▸ EXTRACTED TEXT:
________________________
Is there a requirement for their reporters to speak in the manner that they do? They seem to talk slower and seem a bit 'stiff' (both males and females)...Very noticable difference versus the reporters/voice personalities of the other radio stations....

NPR doesn't suffer the radio delay that every other radio station must submit to.

If you aren't aware of what this is, it is the actual ~5-6 second? lag time between the signal being sent and what the listener hears. Why this lag?

Advertising.

Mainstream radio/media depends on advertising, and every signal broadcast is truncated by milliseconds at a time--the gaps and pauses that every normal person injects in their speech are immediately snipped through internal software so as to cut out every possible chance of dead air. As the speaker is talking, their audio is being filtered and snipped before hitting the stream, more or less instantaneously. It's not a delay in signal transfer, it's a delay in processing, because the demands of advertising must be met. (this is why you need to turn off your radio when calling these stations. The delay from what you hear and what they are asking you through the phone, as it is all broadcast at the same time, is jarring)
________________________
[Stored records]
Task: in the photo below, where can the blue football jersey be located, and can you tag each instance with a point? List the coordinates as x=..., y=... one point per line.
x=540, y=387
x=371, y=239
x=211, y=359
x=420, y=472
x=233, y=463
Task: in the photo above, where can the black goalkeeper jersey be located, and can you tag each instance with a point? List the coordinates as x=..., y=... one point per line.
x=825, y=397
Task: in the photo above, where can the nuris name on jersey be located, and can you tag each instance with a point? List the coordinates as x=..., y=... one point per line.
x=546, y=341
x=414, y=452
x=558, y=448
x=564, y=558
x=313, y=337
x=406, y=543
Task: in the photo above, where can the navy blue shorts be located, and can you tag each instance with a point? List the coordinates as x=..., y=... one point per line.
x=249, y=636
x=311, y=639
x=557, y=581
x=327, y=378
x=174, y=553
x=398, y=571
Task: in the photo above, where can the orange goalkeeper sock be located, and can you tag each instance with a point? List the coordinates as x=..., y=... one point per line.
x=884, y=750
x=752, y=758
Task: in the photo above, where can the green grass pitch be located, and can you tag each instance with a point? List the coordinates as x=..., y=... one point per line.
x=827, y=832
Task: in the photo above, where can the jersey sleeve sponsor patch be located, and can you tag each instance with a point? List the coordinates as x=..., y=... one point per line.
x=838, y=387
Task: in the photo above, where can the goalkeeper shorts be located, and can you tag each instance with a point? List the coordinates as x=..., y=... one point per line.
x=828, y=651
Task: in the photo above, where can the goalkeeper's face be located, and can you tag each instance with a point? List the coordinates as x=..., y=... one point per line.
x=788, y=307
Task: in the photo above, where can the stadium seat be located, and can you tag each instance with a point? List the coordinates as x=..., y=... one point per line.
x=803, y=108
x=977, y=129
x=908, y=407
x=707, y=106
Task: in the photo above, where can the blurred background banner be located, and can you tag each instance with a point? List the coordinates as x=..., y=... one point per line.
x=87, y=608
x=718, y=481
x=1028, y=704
________________________
▸ REQUIRED ACTION A:
Answer these questions from the text on NPR and radio delay.
(i) How do the NPR reporters seem to talk?
(ii) What one-word reason does the text give for the lag?
(iii) What does the internal software snip from a speaker's audio?
▸ REQUIRED ACTION B: Copy word for word the passage of the text on NPR and radio delay from "Advertising." up to and including "time, is jarring)".
The listing is separate material, apart from the text on NPR and radio delay.

▸ YOUR SOLUTION A:
(i) Slower and a bit "stiff," both males and females.
(ii) Advertising.
(iii) The gaps and pauses that every normal person injects in their speech, so as to cut out every possible chance of dead air.

▸ YOUR SOLUTION B:
Advertising.

Mainstream radio/media depends on advertising, and every signal broadcast is truncated by milliseconds at a time--the gaps and pauses that every normal person injects in their speech are immediately snipped through internal software so as to cut out every possible chance of dead air. As the speaker is talking, their audio is being filtered and snipped before hitting the stream, more or less instantaneously. It's not a delay in signal transfer, it's a delay in processing, because the demands of advertising must be met. (this is why you need to turn off your radio when calling these stations. The delay from what you hear and what they are asking you through the phone, as it is all broadcast at the same time, is jarring)